**To be done:** Rewrite the listing below, replacing each occurrence of "vision model" with "detection model" and leaving every other character as it is.

**Data rows:**
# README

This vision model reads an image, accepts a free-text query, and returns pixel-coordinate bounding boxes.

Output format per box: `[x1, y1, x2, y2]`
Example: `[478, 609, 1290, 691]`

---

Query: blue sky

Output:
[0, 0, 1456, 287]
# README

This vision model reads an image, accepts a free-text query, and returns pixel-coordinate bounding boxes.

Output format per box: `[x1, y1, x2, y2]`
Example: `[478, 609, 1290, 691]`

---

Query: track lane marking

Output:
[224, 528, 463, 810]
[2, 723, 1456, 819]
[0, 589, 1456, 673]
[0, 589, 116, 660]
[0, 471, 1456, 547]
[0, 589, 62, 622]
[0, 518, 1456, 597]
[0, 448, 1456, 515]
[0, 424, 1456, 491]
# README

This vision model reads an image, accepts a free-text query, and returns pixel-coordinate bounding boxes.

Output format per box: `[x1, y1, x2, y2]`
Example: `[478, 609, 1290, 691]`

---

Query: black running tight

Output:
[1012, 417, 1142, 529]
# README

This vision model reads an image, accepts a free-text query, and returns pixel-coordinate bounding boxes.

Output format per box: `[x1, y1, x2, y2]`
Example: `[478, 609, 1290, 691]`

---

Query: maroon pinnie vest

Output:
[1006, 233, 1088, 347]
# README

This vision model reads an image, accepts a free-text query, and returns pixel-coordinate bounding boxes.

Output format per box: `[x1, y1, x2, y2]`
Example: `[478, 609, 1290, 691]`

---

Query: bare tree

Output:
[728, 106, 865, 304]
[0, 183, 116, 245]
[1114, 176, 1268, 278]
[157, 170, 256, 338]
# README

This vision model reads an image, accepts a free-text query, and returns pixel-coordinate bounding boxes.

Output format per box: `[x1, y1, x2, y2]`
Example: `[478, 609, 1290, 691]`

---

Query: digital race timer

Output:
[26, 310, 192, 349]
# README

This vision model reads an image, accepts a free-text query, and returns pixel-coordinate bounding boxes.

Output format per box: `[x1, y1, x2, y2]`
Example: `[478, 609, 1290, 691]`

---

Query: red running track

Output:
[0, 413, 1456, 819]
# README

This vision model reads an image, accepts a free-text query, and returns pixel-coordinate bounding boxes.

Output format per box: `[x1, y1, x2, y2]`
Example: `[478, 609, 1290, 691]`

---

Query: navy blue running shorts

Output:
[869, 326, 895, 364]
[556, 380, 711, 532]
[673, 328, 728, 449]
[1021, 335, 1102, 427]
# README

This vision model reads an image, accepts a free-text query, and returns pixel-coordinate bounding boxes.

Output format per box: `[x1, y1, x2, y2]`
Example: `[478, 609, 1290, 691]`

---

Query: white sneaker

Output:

**The response:**
# README

This detection model reads an image, accepts a free-text query, and returns pixel-coordinate bounding boxes.

Output format per box: `[x1, y1, x2, y2]`
Example: `[478, 609, 1290, 691]`

---

Query: blue sky

Output:
[0, 0, 1456, 287]
# README

This detection model reads an image, accepts a free-text query, and returns pixel-coordinate bounding boxes.

Output format per box: `[x1, y1, x2, y2]`
Example: `[478, 609, 1290, 691]`

---

Query: track lane marking

Output:
[224, 528, 463, 810]
[2, 723, 1456, 819]
[0, 589, 1456, 673]
[0, 589, 116, 660]
[0, 471, 1456, 547]
[0, 589, 62, 622]
[0, 518, 1456, 597]
[0, 448, 1456, 515]
[0, 424, 1456, 491]
# README

This detection model reads an image, accepts a free-text query, and returns pixel-coordinate bounding boxes.

Output format per box: `[x1, y1, x2, y2]`
Example: `[478, 609, 1290, 691]`

---

Query: black running tight

Output:
[1012, 417, 1142, 529]
# README

This detection model reads an image, accepts a free-text query, and returns pixel-coordinate bounding boxes.

Output format per box: `[x1, y1, x2, y2]`
Example: `[478, 609, 1290, 691]`

---

Query: maroon pinnie vest

Output:
[1006, 233, 1088, 347]
# README

This detection model reads an image, accepts a free-text query, and returns pixel-coordinate bounding boxes.

Output format per box: `[x1, y1, x2, y2]`
Example: `[478, 609, 1290, 691]`

---

Query: bare tree

Output:
[728, 106, 865, 304]
[0, 183, 116, 245]
[1114, 176, 1268, 278]
[157, 170, 256, 338]
# README

This detection model reads an image, accepts a free-text query, and returns pixel-coordinate bounding boxes.

Output format per box: `[x1, y1, x2, y2]`
Example: `[478, 609, 1290, 691]`

---

Query: digital race timer

Output:
[26, 310, 192, 349]
# README

This detection model reads an image, accepts a free-text query, and returns pixel-coordinate bounding boxes.

Output format per box: `[x1, y1, x2, y2]`
Example: `[478, 609, 1290, 691]`

---

Query: red running track

Output:
[0, 413, 1456, 819]
# README

This detection model reads an image, accepts a free-text query, and returns pixel-coordinate bounding boxes.

Output format per box: `[x1, y1, x2, y2]`
Example: `[478, 609, 1290, 691]`

---

Query: navy blue running shorts

Output:
[869, 326, 895, 364]
[556, 380, 711, 532]
[673, 328, 728, 449]
[1021, 335, 1102, 427]
# README

This detection model reads an image, accepts a free-text query, and returns pixel-coordinate bounding boxes.

Output format per box: `[x1, y1, x2, y2]`
Example: `[478, 609, 1290, 691]`

---

Query: white sneaker

Output:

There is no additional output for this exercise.